Conocí a Vinka Jackson recién el
martes, en una de muchas conversaciones que hemos sostenido acerca de calidad
en educación. Sabía algo de su historia y activismo, pero nada me preparó el
efecto que sus palabras produjeron en mí. En ellas no había una gota de rabia
ni rencor. Solo una propuesta generosa.
La letra era serena, certera y
convincente, pero la música no calzaba. Mi cuerpo se estremecía con la melodía
arrebatadora y el ritmo apremiante de su discurso.
Pedí aire, para procesar la
información…
Comprendió lo que me ocurría y bajó su intensidad. Y luego me regaló una serie de libros. Acabo de terminar de leer uno de ellos: Agua fresca en los espejos; donde relata su vida.
Recién ahora
creo comprender mi reacción...
Nada de lo que digo a continuación
fue siquiera insinuado por ella. Soy enteramente responsable de la
interpretación que doy a esa conversación: Vivimos en un país hipócrita, que
cubre su basura debajo de una larga alfombra.
Un país enmascarado, que desconoce
el lado oscuro del ser humano y finge sin asco, ser inmaculado. En todas las
familias hay secretos inconfesables que jamás nos atreveremos a denunciar. En
Chile, la ropa sucia se lava en casa.

→ **Consigna a**
Responde, según el fragmento de lectura:
(i) ¿Qué día conoció a Vinka Jackson quien escribe?
(ii) ¿Cómo se titula el libro que quien escribe acaba de terminar y qué relata?
(iii) ¿Dónde se lava la ropa sucia en Chile?

→ **Listado del ejercicio**
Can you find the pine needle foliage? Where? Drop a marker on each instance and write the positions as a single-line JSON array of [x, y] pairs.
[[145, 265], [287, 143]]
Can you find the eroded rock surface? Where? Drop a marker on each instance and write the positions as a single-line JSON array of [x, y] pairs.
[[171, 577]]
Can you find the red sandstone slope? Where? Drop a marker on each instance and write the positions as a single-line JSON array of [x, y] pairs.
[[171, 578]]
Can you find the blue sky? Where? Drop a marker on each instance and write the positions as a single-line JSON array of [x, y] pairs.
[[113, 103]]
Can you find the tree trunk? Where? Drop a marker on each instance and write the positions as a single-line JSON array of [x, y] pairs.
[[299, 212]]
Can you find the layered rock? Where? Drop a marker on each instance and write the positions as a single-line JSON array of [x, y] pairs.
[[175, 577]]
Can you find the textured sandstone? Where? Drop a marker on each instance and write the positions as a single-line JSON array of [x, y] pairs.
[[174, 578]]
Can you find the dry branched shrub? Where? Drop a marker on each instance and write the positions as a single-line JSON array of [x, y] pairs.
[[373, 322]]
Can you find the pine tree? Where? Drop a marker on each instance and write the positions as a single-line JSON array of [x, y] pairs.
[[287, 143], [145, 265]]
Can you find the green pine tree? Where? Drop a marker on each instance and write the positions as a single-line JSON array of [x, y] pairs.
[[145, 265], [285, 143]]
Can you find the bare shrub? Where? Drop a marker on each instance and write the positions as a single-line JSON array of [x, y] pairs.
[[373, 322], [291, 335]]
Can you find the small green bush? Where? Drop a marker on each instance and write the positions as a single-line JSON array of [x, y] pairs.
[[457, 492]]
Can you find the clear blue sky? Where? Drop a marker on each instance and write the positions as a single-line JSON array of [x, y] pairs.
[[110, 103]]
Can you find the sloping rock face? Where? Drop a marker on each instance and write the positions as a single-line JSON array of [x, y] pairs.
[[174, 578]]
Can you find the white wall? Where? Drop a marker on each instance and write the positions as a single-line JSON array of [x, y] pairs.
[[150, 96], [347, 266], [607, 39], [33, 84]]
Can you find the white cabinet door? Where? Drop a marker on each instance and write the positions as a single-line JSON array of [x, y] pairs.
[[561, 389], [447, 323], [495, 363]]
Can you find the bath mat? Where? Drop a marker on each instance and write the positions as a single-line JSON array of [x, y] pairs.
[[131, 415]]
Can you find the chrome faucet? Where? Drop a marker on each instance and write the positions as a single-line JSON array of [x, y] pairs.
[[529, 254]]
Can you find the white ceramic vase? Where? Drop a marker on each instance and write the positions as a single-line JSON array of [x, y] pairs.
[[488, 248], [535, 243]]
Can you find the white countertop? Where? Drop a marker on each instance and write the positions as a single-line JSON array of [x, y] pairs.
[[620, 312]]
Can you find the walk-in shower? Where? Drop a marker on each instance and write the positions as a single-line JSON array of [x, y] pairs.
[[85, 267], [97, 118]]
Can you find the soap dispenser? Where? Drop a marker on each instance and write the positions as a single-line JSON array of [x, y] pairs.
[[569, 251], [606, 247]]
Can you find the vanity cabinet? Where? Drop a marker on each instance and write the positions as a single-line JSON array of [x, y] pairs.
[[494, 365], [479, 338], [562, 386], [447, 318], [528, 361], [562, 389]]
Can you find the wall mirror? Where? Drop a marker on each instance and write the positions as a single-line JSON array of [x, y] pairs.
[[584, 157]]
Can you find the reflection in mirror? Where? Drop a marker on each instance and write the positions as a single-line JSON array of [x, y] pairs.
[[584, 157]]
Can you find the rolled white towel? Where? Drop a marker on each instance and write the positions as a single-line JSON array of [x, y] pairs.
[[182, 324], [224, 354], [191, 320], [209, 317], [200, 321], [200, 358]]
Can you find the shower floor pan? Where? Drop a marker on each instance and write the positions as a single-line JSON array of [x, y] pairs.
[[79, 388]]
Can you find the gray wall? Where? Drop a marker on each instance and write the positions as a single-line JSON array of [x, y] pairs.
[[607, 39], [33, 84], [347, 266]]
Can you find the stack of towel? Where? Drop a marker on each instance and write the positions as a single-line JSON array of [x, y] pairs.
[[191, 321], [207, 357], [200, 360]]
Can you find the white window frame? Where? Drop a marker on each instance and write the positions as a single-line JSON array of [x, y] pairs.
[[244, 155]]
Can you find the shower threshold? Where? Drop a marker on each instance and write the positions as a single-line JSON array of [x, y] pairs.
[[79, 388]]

→ **Consigna b**
Reescala el listado: reproduce todo lo que va desde la línea que contiene "Can you find the red" hasta la que contiene "[[145, 265], [285, 143]]", ambas incluidas, con las indicaciones sin cambios. Multiplica cada coordenada de las respuestas por 2,2 y redondea a enteros, con las mitades hacia arriba.

→ **Resultado del ejercicio a**
(i) El martes.
(ii) Se titula *Agua fresca en los espejos* y en él Vinka Jackson relata su vida.
(iii) En casa.

→ **Resultado del ejercicio b**
Can you find the red sandstone slope? Where? Drop a marker on each instance and write the positions as a single-line JSON array of [x, y] pairs.
[[376, 1272]]
Can you find the blue sky? Where? Drop a marker on each instance and write the positions as a single-line JSON array of [x, y] pairs.
[[249, 227]]
Can you find the tree trunk? Where? Drop a marker on each instance and write the positions as a single-line JSON array of [x, y] pairs.
[[658, 466]]
Can you find the layered rock? Where? Drop a marker on each instance and write the positions as a single-line JSON array of [x, y] pairs.
[[385, 1269]]
Can you find the textured sandstone? Where? Drop a marker on each instance and write the positions as a single-line JSON array of [x, y] pairs.
[[383, 1272]]
Can you find the dry branched shrub? Where? Drop a marker on each instance and write the positions as a single-line JSON array of [x, y] pairs.
[[821, 708]]
Can you find the pine tree? Where? Drop a marker on each instance and write the positions as a single-line JSON array of [x, y] pairs.
[[631, 315], [319, 583]]
Can you find the green pine tree? Where? Drop a marker on each instance and write the positions as a single-line JSON array of [x, y] pairs.
[[319, 583], [627, 315]]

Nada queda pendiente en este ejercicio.